--- Records from a data collection ---
"""
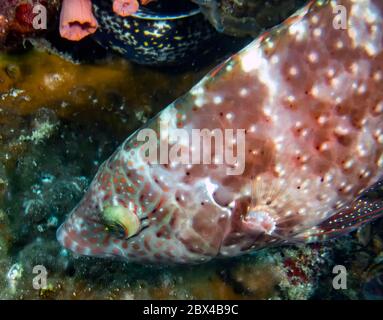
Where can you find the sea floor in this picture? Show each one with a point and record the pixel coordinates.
(58, 122)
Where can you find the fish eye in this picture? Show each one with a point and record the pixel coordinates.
(121, 221)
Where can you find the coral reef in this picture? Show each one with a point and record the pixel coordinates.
(58, 122)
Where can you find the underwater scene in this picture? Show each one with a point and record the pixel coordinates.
(191, 149)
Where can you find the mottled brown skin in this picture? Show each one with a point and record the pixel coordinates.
(310, 98)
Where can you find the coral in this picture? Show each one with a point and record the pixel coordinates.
(16, 20)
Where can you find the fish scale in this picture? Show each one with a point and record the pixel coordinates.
(309, 98)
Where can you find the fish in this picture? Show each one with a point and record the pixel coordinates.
(165, 33)
(307, 99)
"""
--- WHAT YOU HAVE TO DO ---
Give the lines exactly as they stand, from the line with "Where can you find the fish eye" through the end of the material.

--- RESPONSE ---
Where can you find the fish eye in this picture? Show each one with a point and record the pixel coordinates.
(121, 221)
Where can you find the coral reef in this picture? Show each one with a point and record the pixel coordinates.
(58, 122)
Where can you find the underwater scene in this picture? Show each one with a point and record the pixel coordinates.
(191, 149)
Where can you find the mottled brown skin in this picture? Show each one with a point and record the pixel coordinates.
(310, 98)
Where can you find the coral in this picture? Show each one with a point and record the pixel coordinates.
(16, 20)
Where can you find the fish scale in this picture? Show each one with a point and record the pixel coordinates.
(309, 98)
Where can you find the fish in this picture? Show each one with a point and record the pixel coordinates.
(165, 33)
(307, 99)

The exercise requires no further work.